# How modern day jews view salvation



## Weston Stoler (Nov 30, 2011)

I have been studying modern day Judaism and I am wondering how Christianity answers these questions. Aparently modern day orthodox Jews would say that the law was never meant to apply to the gentile and that if they follow the covenant of Noah they will be "saved" However even "saved" is a very generic term and with the laws their is a genericness about it. How do we Christians combat that when we witness to a jew and say that Christ came to be the fulfillment of the law.


----------



## louis_jp (Nov 30, 2011)

The law was never meant to apply to the Jews either in the sense of earning their salvation from it. "For if a law had been given that could give life, then righteousness would indeed be by the law." (Gal. 3:21)


----------



## jogri17 (Nov 30, 2011)

We reason by showing Jesus is the messiah. THis is the starting point, not arguing over the nature of the Law.


----------



## rbcbob (Nov 30, 2011)

There is but one covenant of grace with mankind, announced in Genesis and carried through the prophets and apostles. The pre-Abrahamic peoples, the Jews, and the Gentiles are all in need of the one and only Redemption and Redeemer provided by God to His creatures;

Galatians 3:16 Now to Abraham and his Seed were the promises made. He does not say, "And to seeds," as of many, but as of one, "And to your Seed," who is Christ.

Isaiah 33:22 (For the LORD is our Judge, The LORD is our Lawgiver, The LORD is our King; He will save us); 

James 4:12 There is one Lawgiver, who is able to save and to destroy. Who are you to judge another?


----------



## Weston Stoler (Nov 30, 2011)

# # #

CHECK YOUR UNDERSTANDING:
• a. In the forum thread on how modern Jews view salvation, repeat everything from "# How modern" down to "louis_jp (Nov 30, 2011)", word for word.
• b. Translate this sentence from the forum thread into Spanish: "We reason by showing Jesus is the messiah."
You can finish this work without looking at the entries.

# # #

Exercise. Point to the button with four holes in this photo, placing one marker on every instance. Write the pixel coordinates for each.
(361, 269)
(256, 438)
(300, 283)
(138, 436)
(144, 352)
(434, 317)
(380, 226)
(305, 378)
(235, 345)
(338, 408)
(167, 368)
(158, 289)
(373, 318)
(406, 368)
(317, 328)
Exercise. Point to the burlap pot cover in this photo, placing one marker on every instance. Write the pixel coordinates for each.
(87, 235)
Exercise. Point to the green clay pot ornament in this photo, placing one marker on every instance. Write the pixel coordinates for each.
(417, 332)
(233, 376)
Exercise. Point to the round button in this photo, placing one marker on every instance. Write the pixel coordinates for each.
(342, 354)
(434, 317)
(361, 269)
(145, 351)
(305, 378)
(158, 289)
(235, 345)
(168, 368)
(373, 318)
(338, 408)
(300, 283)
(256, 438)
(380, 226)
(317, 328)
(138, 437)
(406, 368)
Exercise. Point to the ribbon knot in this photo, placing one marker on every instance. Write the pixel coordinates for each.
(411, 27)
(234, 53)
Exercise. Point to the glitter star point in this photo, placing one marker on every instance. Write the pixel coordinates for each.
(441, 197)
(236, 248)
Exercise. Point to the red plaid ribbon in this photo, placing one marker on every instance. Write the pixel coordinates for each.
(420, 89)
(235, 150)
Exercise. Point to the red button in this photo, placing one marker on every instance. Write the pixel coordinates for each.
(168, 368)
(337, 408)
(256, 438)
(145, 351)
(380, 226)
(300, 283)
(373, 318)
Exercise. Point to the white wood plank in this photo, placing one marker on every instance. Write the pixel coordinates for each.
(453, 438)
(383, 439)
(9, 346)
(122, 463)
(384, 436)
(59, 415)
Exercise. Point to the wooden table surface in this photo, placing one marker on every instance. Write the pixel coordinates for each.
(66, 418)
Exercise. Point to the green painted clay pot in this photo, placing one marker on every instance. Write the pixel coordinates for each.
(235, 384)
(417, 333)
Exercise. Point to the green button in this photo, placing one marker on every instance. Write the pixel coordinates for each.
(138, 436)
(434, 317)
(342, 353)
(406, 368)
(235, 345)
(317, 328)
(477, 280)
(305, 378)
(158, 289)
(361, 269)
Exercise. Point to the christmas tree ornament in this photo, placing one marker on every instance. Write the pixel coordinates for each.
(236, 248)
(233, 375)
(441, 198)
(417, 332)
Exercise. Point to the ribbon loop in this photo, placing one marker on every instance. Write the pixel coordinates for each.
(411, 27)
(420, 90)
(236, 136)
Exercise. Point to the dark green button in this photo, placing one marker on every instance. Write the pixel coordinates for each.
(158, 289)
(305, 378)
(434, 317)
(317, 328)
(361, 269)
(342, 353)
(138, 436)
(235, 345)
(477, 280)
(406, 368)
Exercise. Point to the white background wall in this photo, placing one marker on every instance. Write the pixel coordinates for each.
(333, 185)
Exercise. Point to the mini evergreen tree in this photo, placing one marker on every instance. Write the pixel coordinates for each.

# # #

ANSWERS TO THIS EXERCISE:
• a.
# How modern day jews view salvation



## Weston Stoler (Nov 30, 2011)

I have been studying modern day Judaism and I am wondering how Christianity answers these questions. Aparently modern day orthodox Jews would say that the law was never meant to apply to the gentile and that if they follow the covenant of Noah they will be "saved" However even "saved" is a very generic term and with the laws their is a genericness about it. How do we Christians combat that when we witness to a jew and say that Christ came to be the fulfillment of the law.


----------



## louis_jp (Nov 30, 2011)

• b. Razonamos mostrando que Jesús es el Mesías.